Exercise objective: Pull each line holding the word "marching" from the data.

Data for processing:

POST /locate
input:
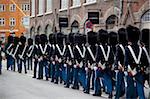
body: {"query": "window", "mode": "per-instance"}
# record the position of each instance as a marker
(25, 7)
(33, 8)
(146, 17)
(40, 7)
(75, 3)
(90, 1)
(49, 6)
(2, 22)
(63, 4)
(2, 7)
(12, 22)
(12, 7)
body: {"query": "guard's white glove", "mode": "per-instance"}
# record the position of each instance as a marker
(125, 73)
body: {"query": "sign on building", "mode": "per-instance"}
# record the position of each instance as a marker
(26, 21)
(93, 17)
(63, 22)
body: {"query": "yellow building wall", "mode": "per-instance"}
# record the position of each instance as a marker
(7, 14)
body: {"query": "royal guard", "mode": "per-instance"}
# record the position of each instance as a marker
(15, 53)
(21, 54)
(43, 63)
(8, 51)
(90, 57)
(60, 49)
(119, 63)
(29, 53)
(69, 58)
(134, 63)
(51, 55)
(145, 46)
(36, 54)
(105, 59)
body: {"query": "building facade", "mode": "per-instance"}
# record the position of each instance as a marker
(48, 16)
(11, 16)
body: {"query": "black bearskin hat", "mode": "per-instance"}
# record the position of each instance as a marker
(37, 39)
(59, 38)
(16, 40)
(52, 39)
(23, 39)
(145, 36)
(30, 41)
(43, 38)
(77, 38)
(92, 38)
(71, 38)
(122, 36)
(133, 33)
(102, 36)
(10, 39)
(113, 38)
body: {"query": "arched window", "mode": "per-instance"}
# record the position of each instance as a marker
(32, 30)
(48, 29)
(146, 16)
(111, 22)
(145, 20)
(39, 30)
(75, 27)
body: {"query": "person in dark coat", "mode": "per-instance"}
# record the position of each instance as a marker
(145, 46)
(29, 53)
(119, 63)
(134, 63)
(36, 54)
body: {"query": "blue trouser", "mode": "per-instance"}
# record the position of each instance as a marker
(64, 73)
(82, 77)
(40, 71)
(0, 66)
(20, 65)
(107, 79)
(75, 77)
(35, 68)
(10, 62)
(88, 77)
(138, 90)
(52, 66)
(120, 84)
(97, 85)
(29, 63)
(68, 75)
(58, 72)
(46, 68)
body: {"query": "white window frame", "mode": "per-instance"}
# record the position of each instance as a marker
(12, 7)
(89, 2)
(2, 21)
(2, 8)
(32, 8)
(12, 22)
(40, 7)
(64, 5)
(146, 17)
(25, 7)
(49, 6)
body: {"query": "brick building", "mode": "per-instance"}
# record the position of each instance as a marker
(48, 16)
(11, 14)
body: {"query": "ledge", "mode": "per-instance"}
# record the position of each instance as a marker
(62, 9)
(74, 7)
(89, 3)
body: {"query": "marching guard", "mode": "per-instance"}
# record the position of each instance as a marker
(119, 63)
(36, 55)
(134, 59)
(29, 53)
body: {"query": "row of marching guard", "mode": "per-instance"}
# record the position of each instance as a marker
(114, 63)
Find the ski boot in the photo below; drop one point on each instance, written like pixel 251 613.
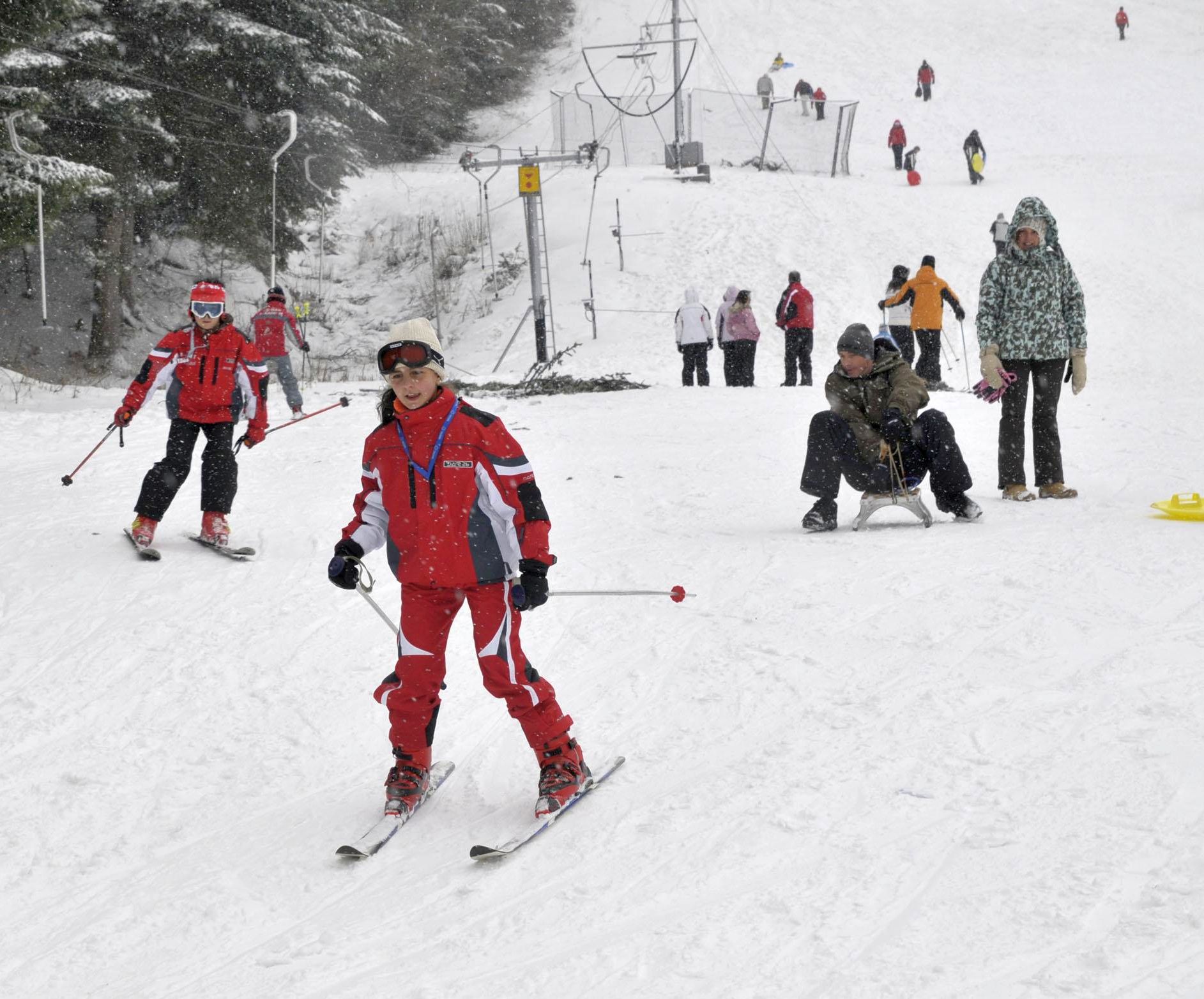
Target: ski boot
pixel 142 531
pixel 408 781
pixel 563 773
pixel 215 529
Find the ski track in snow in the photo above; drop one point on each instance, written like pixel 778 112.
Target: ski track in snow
pixel 956 762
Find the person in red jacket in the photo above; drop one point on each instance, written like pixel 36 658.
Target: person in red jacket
pixel 925 77
pixel 897 140
pixel 212 374
pixel 452 498
pixel 268 326
pixel 796 310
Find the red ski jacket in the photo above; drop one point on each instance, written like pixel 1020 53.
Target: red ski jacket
pixel 796 309
pixel 471 520
pixel 269 328
pixel 211 377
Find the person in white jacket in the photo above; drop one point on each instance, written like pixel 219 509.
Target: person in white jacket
pixel 694 337
pixel 899 318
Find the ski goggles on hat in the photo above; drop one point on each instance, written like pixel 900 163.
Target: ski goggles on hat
pixel 408 353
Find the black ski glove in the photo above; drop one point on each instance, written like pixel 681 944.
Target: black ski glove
pixel 895 429
pixel 533 589
pixel 341 571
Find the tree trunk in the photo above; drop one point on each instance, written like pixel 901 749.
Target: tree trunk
pixel 106 317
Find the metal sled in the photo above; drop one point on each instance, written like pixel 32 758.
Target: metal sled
pixel 901 495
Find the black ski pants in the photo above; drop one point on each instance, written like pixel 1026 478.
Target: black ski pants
pixel 929 366
pixel 694 356
pixel 906 340
pixel 1047 378
pixel 220 469
pixel 932 448
pixel 742 354
pixel 798 356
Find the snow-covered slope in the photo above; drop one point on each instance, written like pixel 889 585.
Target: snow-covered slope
pixel 957 762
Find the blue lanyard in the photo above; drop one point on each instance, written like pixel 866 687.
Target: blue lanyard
pixel 439 443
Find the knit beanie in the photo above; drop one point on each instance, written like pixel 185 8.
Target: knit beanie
pixel 420 332
pixel 857 340
pixel 1036 224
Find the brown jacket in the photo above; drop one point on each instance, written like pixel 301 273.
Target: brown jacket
pixel 862 402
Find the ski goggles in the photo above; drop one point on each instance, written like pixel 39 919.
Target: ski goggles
pixel 206 310
pixel 408 353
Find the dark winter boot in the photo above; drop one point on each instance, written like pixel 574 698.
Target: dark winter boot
pixel 821 517
pixel 408 780
pixel 563 772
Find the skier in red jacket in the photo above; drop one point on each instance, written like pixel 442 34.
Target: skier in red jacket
pixel 452 498
pixel 269 325
pixel 211 374
pixel 897 140
pixel 796 321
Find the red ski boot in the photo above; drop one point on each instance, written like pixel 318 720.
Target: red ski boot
pixel 563 772
pixel 408 781
pixel 142 531
pixel 215 529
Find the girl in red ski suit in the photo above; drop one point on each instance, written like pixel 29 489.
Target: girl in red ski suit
pixel 212 376
pixel 450 495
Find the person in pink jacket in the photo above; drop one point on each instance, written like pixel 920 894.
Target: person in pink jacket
pixel 743 333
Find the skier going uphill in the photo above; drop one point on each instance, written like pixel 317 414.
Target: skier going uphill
pixel 452 498
pixel 211 374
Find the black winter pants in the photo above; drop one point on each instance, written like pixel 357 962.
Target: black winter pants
pixel 694 355
pixel 929 366
pixel 798 356
pixel 1047 443
pixel 906 340
pixel 742 354
pixel 220 471
pixel 932 448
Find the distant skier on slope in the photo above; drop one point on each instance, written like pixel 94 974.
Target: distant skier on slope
pixel 211 374
pixel 695 337
pixel 269 325
pixel 970 147
pixel 896 140
pixel 925 77
pixel 874 402
pixel 1031 321
pixel 450 494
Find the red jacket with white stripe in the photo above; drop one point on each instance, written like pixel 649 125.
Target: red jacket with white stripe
pixel 211 378
pixel 471 522
pixel 269 325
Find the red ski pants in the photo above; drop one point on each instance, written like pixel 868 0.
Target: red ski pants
pixel 412 691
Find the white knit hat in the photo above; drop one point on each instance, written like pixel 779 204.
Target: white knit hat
pixel 420 332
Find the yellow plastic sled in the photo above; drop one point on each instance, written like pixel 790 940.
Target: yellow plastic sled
pixel 1184 506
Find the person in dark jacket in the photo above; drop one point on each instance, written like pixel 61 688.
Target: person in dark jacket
pixel 897 140
pixel 876 401
pixel 925 77
pixel 796 319
pixel 970 147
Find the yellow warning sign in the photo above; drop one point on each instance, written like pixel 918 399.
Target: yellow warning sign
pixel 529 179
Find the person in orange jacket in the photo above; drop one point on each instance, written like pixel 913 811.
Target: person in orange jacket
pixel 897 140
pixel 211 374
pixel 927 295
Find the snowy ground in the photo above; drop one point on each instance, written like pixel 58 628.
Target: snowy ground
pixel 957 762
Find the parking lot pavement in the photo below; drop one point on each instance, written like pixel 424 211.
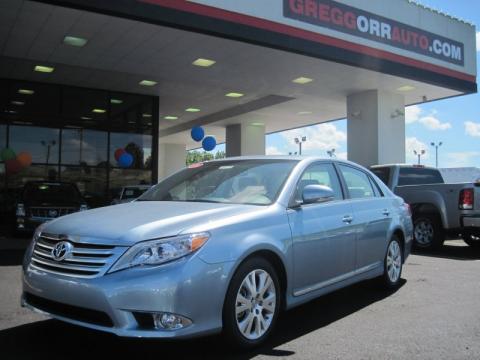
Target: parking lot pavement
pixel 434 315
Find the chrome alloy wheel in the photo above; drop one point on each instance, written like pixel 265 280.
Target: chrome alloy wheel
pixel 423 232
pixel 255 304
pixel 394 261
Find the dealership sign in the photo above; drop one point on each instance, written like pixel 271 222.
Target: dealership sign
pixel 347 19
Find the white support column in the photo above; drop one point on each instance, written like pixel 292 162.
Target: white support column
pixel 171 157
pixel 245 139
pixel 376 128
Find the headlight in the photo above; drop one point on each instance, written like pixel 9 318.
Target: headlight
pixel 156 252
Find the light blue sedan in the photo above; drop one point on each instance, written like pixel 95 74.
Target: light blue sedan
pixel 222 245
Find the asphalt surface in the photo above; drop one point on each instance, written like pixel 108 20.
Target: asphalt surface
pixel 435 314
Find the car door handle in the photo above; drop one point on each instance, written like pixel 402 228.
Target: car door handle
pixel 347 219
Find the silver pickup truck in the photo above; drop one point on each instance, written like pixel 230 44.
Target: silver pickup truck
pixel 439 210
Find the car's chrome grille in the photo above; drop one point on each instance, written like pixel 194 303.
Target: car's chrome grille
pixel 85 259
pixel 51 212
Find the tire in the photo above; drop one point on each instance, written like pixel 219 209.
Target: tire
pixel 472 240
pixel 242 320
pixel 428 232
pixel 393 264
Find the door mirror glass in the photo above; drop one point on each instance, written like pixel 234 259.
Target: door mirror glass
pixel 317 194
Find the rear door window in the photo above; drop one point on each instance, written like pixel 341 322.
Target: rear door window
pixel 320 174
pixel 358 183
pixel 382 173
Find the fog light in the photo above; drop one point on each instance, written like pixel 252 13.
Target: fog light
pixel 168 321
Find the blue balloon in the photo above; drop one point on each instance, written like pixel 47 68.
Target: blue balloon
pixel 197 133
pixel 209 143
pixel 125 160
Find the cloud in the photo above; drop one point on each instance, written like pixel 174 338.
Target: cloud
pixel 471 128
pixel 460 159
pixel 411 144
pixel 432 123
pixel 273 150
pixel 342 155
pixel 320 138
pixel 412 114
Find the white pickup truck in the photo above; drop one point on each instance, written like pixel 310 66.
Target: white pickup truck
pixel 439 210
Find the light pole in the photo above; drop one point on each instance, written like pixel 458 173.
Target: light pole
pixel 419 154
pixel 299 142
pixel 48 145
pixel 436 146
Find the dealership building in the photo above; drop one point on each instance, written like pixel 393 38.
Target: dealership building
pixel 82 80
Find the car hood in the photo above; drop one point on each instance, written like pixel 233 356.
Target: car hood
pixel 126 224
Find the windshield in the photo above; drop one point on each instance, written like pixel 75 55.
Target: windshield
pixel 55 193
pixel 256 182
pixel 132 193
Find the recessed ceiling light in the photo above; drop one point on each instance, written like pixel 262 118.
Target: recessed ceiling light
pixel 203 62
pixel 26 91
pixel 23 123
pixel 74 41
pixel 148 83
pixel 302 80
pixel 234 95
pixel 406 88
pixel 44 69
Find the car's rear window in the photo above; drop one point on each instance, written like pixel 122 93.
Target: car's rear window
pixel 419 176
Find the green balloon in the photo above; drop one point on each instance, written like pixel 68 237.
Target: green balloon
pixel 7 154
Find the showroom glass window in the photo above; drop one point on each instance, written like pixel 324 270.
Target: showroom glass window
pixel 72 133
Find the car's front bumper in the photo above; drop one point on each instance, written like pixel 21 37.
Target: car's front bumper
pixel 188 287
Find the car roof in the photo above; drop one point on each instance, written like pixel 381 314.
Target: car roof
pixel 285 157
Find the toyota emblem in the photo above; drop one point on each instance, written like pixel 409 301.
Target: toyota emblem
pixel 61 250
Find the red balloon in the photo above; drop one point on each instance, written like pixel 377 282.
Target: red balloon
pixel 118 153
pixel 13 166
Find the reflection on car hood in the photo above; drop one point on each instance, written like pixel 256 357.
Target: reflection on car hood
pixel 141 220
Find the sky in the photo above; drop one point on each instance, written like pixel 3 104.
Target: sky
pixel 455 122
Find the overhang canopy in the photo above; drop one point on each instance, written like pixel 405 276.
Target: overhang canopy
pixel 259 50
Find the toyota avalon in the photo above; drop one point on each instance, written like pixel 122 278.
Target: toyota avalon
pixel 219 246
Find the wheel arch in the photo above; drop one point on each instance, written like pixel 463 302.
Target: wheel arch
pixel 276 261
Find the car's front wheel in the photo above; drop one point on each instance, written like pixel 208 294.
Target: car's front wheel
pixel 252 303
pixel 393 263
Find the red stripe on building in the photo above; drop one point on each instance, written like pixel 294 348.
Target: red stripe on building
pixel 304 34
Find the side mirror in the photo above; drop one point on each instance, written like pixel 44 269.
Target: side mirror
pixel 317 194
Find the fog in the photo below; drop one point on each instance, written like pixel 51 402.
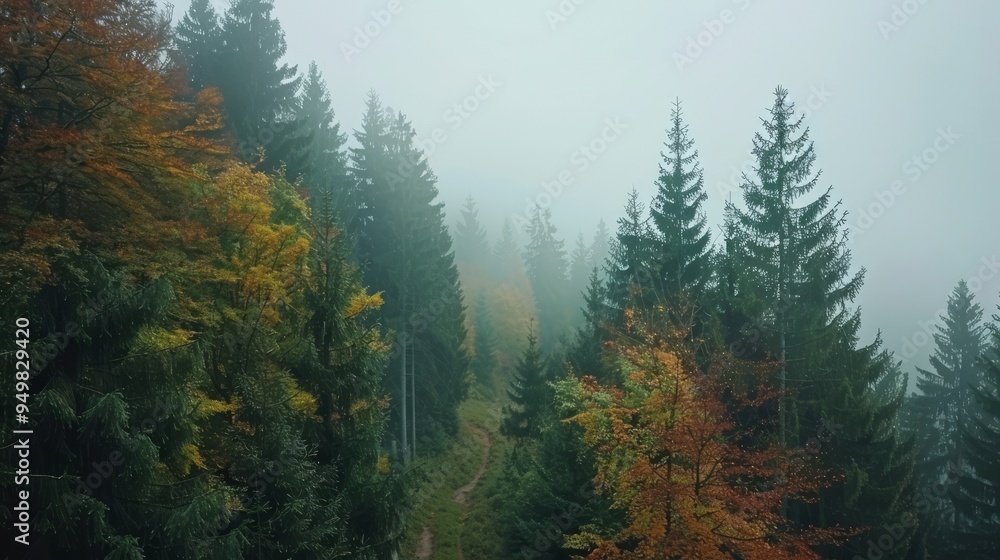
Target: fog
pixel 881 86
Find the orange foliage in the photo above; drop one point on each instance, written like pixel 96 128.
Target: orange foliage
pixel 666 455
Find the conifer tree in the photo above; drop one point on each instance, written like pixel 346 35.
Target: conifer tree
pixel 976 495
pixel 546 266
pixel 259 90
pixel 325 165
pixel 485 361
pixel 470 236
pixel 630 264
pixel 600 248
pixel 946 404
pixel 585 354
pixel 199 40
pixel 579 266
pixel 683 253
pixel 405 251
pixel 791 276
pixel 530 394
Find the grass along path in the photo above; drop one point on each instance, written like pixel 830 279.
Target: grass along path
pixel 453 493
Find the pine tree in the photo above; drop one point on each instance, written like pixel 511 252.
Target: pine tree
pixel 976 496
pixel 199 38
pixel 405 251
pixel 470 236
pixel 600 248
pixel 485 361
pixel 545 263
pixel 585 354
pixel 683 254
pixel 259 90
pixel 325 166
pixel 630 275
pixel 530 394
pixel 946 403
pixel 790 274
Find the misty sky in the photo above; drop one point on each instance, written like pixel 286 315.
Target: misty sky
pixel 923 85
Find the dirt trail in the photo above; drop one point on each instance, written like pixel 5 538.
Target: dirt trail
pixel 462 494
pixel 424 548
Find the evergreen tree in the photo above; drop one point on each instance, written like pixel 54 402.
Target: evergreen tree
pixel 406 253
pixel 485 361
pixel 600 248
pixel 790 270
pixel 630 265
pixel 470 236
pixel 325 164
pixel 683 254
pixel 545 263
pixel 530 394
pixel 976 496
pixel 579 269
pixel 585 354
pixel 946 403
pixel 259 90
pixel 199 38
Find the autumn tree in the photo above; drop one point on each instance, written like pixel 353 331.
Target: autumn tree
pixel 666 456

Task result:
body: {"query": "marching guard", "mode": "per-instance"}
body: {"query": "row of marching guard", "mode": "per-instance"}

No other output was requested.